**Direction**
Give the data below again exactly as it stands. Omit the pictures.

Image location labeling entries
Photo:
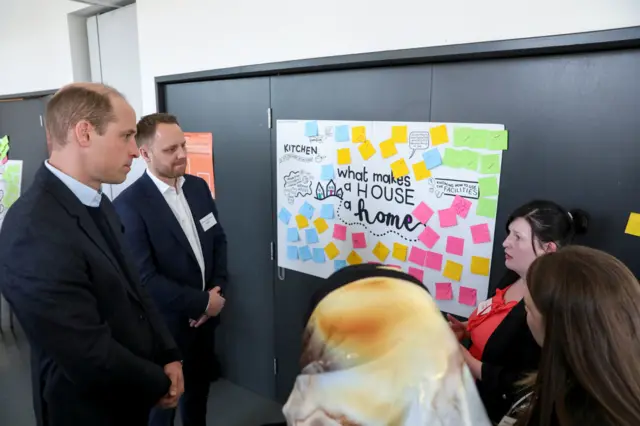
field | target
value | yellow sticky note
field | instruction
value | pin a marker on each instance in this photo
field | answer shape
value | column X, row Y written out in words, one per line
column 321, row 225
column 331, row 250
column 453, row 270
column 359, row 134
column 480, row 265
column 388, row 149
column 399, row 134
column 399, row 168
column 366, row 150
column 400, row 252
column 381, row 251
column 439, row 135
column 633, row 225
column 354, row 258
column 302, row 221
column 344, row 156
column 420, row 171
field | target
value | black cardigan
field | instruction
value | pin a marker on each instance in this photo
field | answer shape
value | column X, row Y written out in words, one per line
column 509, row 355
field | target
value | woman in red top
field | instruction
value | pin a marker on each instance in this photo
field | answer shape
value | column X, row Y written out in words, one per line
column 502, row 349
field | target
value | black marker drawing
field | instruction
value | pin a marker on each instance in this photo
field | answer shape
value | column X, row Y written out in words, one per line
column 453, row 187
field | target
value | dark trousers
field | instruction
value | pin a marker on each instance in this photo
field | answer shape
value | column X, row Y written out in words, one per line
column 199, row 369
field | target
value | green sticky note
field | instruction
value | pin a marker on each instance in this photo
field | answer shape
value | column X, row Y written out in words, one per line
column 469, row 160
column 488, row 186
column 497, row 140
column 490, row 164
column 487, row 207
column 462, row 136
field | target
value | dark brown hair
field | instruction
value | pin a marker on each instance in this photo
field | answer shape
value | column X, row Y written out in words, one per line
column 148, row 125
column 589, row 375
column 77, row 102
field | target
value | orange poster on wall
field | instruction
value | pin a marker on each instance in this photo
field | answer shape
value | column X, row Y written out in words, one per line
column 200, row 157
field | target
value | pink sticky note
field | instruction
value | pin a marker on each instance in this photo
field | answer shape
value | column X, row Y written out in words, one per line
column 339, row 232
column 461, row 206
column 429, row 237
column 480, row 234
column 416, row 273
column 468, row 296
column 417, row 256
column 447, row 218
column 433, row 260
column 359, row 240
column 455, row 245
column 444, row 291
column 423, row 213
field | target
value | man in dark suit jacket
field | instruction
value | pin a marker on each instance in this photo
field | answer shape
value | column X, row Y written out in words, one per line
column 101, row 353
column 180, row 249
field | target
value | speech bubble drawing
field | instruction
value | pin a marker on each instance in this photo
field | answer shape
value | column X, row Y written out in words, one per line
column 297, row 184
column 418, row 141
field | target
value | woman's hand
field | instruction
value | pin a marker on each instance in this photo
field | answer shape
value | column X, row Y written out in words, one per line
column 458, row 328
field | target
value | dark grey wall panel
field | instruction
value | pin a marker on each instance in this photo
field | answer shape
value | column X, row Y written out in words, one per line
column 382, row 94
column 573, row 135
column 235, row 111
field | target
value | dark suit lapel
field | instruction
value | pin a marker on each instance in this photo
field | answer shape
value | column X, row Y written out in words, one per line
column 160, row 208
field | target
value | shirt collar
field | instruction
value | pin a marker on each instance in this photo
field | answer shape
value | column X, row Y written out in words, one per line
column 163, row 187
column 87, row 195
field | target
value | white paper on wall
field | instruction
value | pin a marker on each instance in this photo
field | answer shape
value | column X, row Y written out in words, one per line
column 418, row 196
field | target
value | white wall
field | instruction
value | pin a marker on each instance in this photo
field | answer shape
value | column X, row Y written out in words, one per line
column 178, row 36
column 35, row 47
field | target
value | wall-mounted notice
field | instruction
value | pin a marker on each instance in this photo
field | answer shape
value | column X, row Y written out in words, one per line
column 200, row 157
column 419, row 196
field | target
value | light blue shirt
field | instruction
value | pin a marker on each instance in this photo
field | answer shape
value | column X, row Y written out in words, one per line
column 87, row 195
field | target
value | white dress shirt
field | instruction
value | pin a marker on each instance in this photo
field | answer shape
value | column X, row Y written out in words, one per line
column 180, row 208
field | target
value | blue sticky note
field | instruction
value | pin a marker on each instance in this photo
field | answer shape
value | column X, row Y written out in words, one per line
column 311, row 235
column 311, row 128
column 305, row 253
column 342, row 133
column 284, row 216
column 326, row 212
column 307, row 210
column 292, row 235
column 318, row 256
column 292, row 252
column 327, row 172
column 432, row 158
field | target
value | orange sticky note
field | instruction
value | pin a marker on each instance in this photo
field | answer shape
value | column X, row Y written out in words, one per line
column 399, row 134
column 302, row 221
column 388, row 149
column 381, row 251
column 633, row 225
column 399, row 168
column 420, row 171
column 344, row 156
column 321, row 225
column 480, row 265
column 439, row 135
column 453, row 270
column 366, row 150
column 359, row 134
column 400, row 252
column 354, row 258
column 331, row 250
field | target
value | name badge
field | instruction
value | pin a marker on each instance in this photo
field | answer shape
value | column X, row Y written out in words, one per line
column 208, row 222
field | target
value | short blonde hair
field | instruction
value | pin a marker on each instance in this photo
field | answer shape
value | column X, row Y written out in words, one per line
column 77, row 102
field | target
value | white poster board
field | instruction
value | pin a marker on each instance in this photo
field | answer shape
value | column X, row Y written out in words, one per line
column 421, row 197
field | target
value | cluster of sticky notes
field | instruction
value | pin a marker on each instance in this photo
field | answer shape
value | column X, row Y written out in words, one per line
column 494, row 140
column 4, row 150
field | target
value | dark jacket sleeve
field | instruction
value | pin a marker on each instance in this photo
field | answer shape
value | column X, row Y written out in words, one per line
column 168, row 294
column 58, row 310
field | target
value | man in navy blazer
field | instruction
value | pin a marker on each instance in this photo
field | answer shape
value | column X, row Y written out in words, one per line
column 180, row 249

**Answer to the problem**
Photo:
field | target
value | yellow sticky note
field | instruction
value | pin a marker on each instance in this photo
field | answer shape
value | column X, row Y written out in words, one per line
column 321, row 225
column 331, row 250
column 453, row 270
column 359, row 134
column 480, row 265
column 388, row 149
column 399, row 134
column 399, row 168
column 366, row 150
column 400, row 252
column 381, row 251
column 439, row 135
column 633, row 225
column 354, row 258
column 302, row 221
column 344, row 156
column 420, row 171
field | target
value | black cardigan
field | instruction
value | pin a marker on each instance in this photo
field | answer shape
value | column X, row Y written out in words, one per line
column 509, row 355
field | target
value | woman in red top
field | instruction
value | pin a marker on each instance in this photo
field | answer shape
value | column X, row Y written out in words, one per line
column 502, row 349
field | target
value | black marker drawing
field | instruction
value | pin a marker on each instance in this photo
field | answer shape
value | column X, row Y written out in words, one per line
column 453, row 187
field | target
value | dark trousers
field | instruction
value | pin a marker on each instance in this photo
field | answer shape
value | column X, row Y written out in words, one per line
column 199, row 369
field | target
value | green sticky note
field | instruction
value | pin a marker on each instance in this photo
field | answer shape
value | column X, row Y written out in words, one per line
column 469, row 160
column 488, row 186
column 497, row 140
column 490, row 164
column 487, row 207
column 462, row 136
field | target
value | dark brown hair
field | instruction
value | pin a marker on each instance in this photo
field | answer shape
value | column X, row Y written out in words, one per line
column 148, row 125
column 589, row 375
column 77, row 102
field | target
value | orange poster on wall
field | instruction
value | pin a marker on each instance in this photo
field | answer shape
value | column X, row Y written out in words, one per line
column 200, row 157
field | target
value | pink sticky note
field | instruction
value | pin a marker on each instance in this photo
field | answer shape
value | column X, row Y written out in words, one per line
column 339, row 232
column 461, row 206
column 429, row 237
column 480, row 234
column 416, row 273
column 468, row 296
column 417, row 256
column 447, row 218
column 433, row 260
column 359, row 240
column 455, row 245
column 444, row 291
column 423, row 213
field | target
value | man in dark suit jacket
field | instruction
value | pin a marker on each instance in this photo
field | answer shape
value | column X, row Y written out in words, one per line
column 101, row 353
column 180, row 249
field | target
value | speech bubble drawing
field | instruction
value | pin a marker on each instance in this photo
field | answer shape
value | column X, row Y written out in words, one per line
column 297, row 184
column 418, row 141
field | target
value | woman's hand
field | instruction
value | pin a marker on each instance in this photo
field | answer shape
value | column X, row Y written out in words, one per line
column 458, row 328
field | target
value | dark grey wall panel
field | instruction
value | pin a marker on each instance in this photo
field | answer shape
value | column X, row Y written out in words, one per line
column 382, row 94
column 573, row 135
column 235, row 111
field | target
value | dark suit lapel
field | instruction
value | pin a marker on each instance in this photo
field | answer shape
value | column X, row Y written out in words, one per line
column 160, row 208
field | target
value | shirt collar
field | instruction
value | pin a marker on each instance in this photo
field | answer shape
value | column X, row Y written out in words, one per line
column 163, row 187
column 87, row 195
field | target
value | white paper on wall
field | instruction
value | pin a marker on each instance in this photo
field | answer shape
value | column X, row Y written out in words, one per line
column 418, row 196
field | target
value | white wall
field | instruction
value | pin a marker on each instance in this photo
field | answer shape
value | column X, row Y written out in words, one per line
column 178, row 36
column 35, row 47
field | target
value | wall-mounted notice
field | instruction
value | pin a marker on each instance in this photo
field | answer shape
value | column X, row Y written out in words, one per line
column 200, row 157
column 419, row 196
field | target
value | light blue shirt
field | instruction
value | pin a marker on each instance in this photo
field | answer shape
value | column X, row Y written out in words, one per line
column 87, row 195
field | target
value | white dress shirt
field | instruction
value | pin a marker on each instance in this photo
field | answer shape
value | column X, row Y written out in words, one per line
column 180, row 208
field | target
value | blue sticky note
field | instruction
value | pin a marker on each instance in this photo
field | answer shape
value | column X, row Y written out in words, one per line
column 311, row 235
column 311, row 128
column 305, row 253
column 342, row 133
column 284, row 216
column 326, row 212
column 307, row 210
column 292, row 235
column 318, row 256
column 292, row 252
column 327, row 172
column 432, row 158
field | target
value | orange sticky note
field | instruction
value | pin a marker on each instance in this photo
field | answer shape
value | column X, row Y written out in words, one per line
column 399, row 134
column 302, row 221
column 388, row 149
column 381, row 251
column 633, row 225
column 399, row 168
column 420, row 171
column 344, row 156
column 321, row 225
column 480, row 265
column 439, row 135
column 453, row 270
column 366, row 150
column 359, row 134
column 400, row 252
column 354, row 258
column 331, row 250
field | target
value | name badge
field | instruction
value | pin a marker on each instance in this photo
field | answer shape
value | column X, row Y written out in words, one per line
column 208, row 222
field | target
value | short blonde hair
field | instruction
value | pin a marker on each instance in this photo
field | answer shape
value | column X, row Y written out in words, one per line
column 77, row 102
field | target
value | white poster board
field | instruction
value | pin a marker on each instance in this photo
field | answer shape
value | column X, row Y written out in words, one per line
column 421, row 197
field | target
value | cluster of sticky notes
field | instruction
value | pin a marker on each instance in this photo
field | answer shape
value | column X, row Y written out in words, one per line
column 494, row 140
column 4, row 150
field | target
value | dark jacket sleeve
field | instruction
value | pin a marker on each instance in this photo
field | answer shape
value | column X, row Y written out in words, one per line
column 168, row 294
column 58, row 310
field | target
value | man in navy blazer
field | instruction
value | pin a marker on each instance in this photo
field | answer shape
value | column X, row Y written out in words, one per line
column 180, row 249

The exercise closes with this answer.